Data provided:
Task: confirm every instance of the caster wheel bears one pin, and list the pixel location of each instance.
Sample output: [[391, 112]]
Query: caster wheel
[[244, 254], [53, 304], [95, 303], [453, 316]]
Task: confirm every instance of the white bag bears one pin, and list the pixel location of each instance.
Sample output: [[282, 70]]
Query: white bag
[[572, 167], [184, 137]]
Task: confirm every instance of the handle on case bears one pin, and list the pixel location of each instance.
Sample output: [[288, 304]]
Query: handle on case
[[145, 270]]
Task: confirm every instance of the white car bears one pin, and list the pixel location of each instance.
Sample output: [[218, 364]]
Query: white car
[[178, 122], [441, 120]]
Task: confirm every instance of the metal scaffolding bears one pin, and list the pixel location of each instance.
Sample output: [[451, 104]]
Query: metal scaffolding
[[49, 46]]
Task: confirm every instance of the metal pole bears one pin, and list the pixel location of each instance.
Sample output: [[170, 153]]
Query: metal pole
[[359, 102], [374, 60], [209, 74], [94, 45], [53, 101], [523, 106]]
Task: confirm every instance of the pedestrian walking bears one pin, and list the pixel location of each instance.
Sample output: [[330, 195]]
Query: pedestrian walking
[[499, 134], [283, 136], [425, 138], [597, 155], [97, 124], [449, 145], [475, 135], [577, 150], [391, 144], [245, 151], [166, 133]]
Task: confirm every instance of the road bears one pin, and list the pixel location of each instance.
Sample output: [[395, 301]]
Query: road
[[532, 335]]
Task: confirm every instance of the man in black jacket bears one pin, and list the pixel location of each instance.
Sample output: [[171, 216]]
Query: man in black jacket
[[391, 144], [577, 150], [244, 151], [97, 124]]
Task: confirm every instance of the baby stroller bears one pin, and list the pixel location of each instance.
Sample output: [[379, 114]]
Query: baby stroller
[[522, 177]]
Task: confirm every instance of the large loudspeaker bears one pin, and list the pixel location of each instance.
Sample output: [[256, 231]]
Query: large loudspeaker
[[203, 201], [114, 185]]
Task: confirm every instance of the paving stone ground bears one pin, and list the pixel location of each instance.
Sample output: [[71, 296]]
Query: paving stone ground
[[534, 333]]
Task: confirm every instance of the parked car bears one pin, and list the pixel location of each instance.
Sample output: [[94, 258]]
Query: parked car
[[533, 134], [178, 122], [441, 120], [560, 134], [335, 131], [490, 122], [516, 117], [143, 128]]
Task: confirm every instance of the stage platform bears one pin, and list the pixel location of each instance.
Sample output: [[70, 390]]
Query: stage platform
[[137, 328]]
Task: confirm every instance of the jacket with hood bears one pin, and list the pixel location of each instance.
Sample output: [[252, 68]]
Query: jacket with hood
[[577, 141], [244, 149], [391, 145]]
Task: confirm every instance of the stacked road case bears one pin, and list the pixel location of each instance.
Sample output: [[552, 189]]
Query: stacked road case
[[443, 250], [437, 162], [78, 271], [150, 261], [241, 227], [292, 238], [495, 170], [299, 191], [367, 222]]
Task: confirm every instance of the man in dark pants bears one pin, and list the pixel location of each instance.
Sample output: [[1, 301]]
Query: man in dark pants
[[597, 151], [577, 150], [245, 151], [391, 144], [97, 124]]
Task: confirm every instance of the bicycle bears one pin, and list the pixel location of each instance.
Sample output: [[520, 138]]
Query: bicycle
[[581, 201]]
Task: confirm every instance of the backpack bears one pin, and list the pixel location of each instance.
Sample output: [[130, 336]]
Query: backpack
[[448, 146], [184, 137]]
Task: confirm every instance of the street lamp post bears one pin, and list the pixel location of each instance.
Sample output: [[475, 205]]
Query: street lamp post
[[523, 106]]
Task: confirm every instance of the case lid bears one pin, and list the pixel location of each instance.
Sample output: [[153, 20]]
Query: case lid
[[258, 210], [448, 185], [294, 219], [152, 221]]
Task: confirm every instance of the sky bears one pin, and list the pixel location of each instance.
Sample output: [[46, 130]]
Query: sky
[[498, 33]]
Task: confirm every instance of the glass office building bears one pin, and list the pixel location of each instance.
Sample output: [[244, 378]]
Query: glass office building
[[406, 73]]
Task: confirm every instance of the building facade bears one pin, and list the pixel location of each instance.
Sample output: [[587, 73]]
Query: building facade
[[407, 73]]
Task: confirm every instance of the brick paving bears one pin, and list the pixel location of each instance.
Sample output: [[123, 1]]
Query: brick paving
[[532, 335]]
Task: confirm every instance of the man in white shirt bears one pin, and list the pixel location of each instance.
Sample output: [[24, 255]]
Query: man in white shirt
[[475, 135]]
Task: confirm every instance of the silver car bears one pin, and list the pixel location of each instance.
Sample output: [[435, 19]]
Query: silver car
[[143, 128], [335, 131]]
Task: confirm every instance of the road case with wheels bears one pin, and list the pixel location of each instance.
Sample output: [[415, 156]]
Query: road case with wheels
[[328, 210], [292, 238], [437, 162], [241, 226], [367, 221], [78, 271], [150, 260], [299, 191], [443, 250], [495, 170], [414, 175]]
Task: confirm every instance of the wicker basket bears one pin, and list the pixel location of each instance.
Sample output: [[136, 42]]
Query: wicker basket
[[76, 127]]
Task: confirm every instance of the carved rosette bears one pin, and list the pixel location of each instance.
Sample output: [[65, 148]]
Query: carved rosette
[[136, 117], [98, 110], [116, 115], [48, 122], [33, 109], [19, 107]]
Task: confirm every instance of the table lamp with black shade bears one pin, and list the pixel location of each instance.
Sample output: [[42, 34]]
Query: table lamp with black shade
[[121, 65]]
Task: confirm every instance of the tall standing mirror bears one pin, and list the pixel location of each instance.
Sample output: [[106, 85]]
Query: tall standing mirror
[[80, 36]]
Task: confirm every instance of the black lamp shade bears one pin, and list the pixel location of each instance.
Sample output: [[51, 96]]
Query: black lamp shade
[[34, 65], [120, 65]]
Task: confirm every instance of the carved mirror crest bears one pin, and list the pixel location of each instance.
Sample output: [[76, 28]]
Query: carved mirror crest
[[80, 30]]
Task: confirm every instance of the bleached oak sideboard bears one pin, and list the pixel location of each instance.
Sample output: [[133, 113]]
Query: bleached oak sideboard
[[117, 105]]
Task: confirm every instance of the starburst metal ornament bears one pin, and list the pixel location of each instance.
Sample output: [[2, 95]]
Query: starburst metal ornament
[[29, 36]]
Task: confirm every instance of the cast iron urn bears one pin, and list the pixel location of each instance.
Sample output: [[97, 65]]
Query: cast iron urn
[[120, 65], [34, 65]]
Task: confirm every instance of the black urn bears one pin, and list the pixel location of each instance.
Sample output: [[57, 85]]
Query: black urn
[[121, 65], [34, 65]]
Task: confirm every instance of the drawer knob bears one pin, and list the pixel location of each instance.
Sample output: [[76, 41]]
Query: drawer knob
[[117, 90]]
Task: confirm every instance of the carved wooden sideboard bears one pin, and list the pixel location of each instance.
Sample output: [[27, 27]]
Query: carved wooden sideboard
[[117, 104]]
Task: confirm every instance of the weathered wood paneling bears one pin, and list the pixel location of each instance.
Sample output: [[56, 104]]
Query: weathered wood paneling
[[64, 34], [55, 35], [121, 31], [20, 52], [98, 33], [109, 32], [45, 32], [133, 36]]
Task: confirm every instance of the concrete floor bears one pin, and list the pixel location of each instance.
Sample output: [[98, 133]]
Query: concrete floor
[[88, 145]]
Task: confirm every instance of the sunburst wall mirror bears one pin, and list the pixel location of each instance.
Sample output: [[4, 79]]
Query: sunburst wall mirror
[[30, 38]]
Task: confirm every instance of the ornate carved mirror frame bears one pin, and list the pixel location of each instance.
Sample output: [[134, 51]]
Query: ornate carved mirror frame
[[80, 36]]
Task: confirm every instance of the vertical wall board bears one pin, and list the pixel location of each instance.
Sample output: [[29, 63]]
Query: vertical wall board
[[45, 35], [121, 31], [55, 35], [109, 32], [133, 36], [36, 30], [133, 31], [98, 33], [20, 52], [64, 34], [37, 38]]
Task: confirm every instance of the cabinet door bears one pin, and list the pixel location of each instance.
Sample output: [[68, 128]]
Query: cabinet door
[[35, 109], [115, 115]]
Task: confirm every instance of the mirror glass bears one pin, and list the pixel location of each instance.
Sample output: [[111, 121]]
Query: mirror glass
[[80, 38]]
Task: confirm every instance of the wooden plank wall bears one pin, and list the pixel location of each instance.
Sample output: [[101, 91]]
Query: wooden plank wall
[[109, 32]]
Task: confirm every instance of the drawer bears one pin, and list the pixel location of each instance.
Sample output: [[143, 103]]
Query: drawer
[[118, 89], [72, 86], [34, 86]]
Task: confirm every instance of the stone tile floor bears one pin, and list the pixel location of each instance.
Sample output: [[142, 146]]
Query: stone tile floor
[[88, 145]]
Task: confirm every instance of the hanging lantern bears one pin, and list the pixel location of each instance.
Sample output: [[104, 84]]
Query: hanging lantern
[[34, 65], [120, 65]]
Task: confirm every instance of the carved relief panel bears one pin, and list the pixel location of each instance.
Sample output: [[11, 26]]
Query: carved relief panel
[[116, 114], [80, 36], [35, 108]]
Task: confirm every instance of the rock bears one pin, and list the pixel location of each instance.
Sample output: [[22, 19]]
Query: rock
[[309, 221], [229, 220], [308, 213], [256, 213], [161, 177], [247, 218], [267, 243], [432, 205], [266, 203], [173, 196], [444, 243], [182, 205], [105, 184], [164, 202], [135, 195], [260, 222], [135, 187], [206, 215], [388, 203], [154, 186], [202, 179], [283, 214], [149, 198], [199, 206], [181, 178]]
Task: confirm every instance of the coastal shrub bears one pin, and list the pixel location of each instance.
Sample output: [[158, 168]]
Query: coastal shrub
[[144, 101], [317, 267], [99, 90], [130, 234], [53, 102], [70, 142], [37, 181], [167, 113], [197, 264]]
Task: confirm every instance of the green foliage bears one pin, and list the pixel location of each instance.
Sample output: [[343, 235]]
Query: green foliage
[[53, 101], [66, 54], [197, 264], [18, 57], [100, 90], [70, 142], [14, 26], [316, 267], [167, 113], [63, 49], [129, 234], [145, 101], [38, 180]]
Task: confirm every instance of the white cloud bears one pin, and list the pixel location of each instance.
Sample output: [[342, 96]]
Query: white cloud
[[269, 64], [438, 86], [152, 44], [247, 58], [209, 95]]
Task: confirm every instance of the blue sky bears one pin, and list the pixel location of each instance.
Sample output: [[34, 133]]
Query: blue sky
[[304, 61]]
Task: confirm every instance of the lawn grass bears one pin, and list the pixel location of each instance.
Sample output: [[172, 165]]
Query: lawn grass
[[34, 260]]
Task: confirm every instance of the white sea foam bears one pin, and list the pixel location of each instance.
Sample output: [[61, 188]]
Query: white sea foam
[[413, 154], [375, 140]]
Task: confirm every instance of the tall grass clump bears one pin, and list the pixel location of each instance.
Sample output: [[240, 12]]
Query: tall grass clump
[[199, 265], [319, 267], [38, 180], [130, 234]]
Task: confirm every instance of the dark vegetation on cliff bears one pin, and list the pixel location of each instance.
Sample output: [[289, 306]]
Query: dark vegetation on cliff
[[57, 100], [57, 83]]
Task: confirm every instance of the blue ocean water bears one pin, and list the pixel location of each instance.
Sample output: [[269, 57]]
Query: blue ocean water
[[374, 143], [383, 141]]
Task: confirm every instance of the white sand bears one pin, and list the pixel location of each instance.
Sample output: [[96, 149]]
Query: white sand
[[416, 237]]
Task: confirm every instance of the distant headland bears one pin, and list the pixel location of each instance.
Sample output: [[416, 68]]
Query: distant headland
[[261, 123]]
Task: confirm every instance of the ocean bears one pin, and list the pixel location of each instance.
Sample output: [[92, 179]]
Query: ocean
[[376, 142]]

Given problem:
Express the stretch from the line containing "Task: confirm every instance of the weathered" through the line containing "32], [133, 36]]" as a two-column CSV with the header text,result. Give one row per item, with its wording under text and its listed coordinates under result, each field in double quotes and any line breaks replaced with spaces.

Exercise result:
text,result
"Task: confirm every instance of the weathered wood paneling bears one pin, and list the pixel location of each instance. Sample output: [[56, 104]] Query: weathered wood paneling","[[64, 34], [55, 35], [121, 31], [20, 52], [98, 33], [109, 32], [45, 32], [133, 36]]"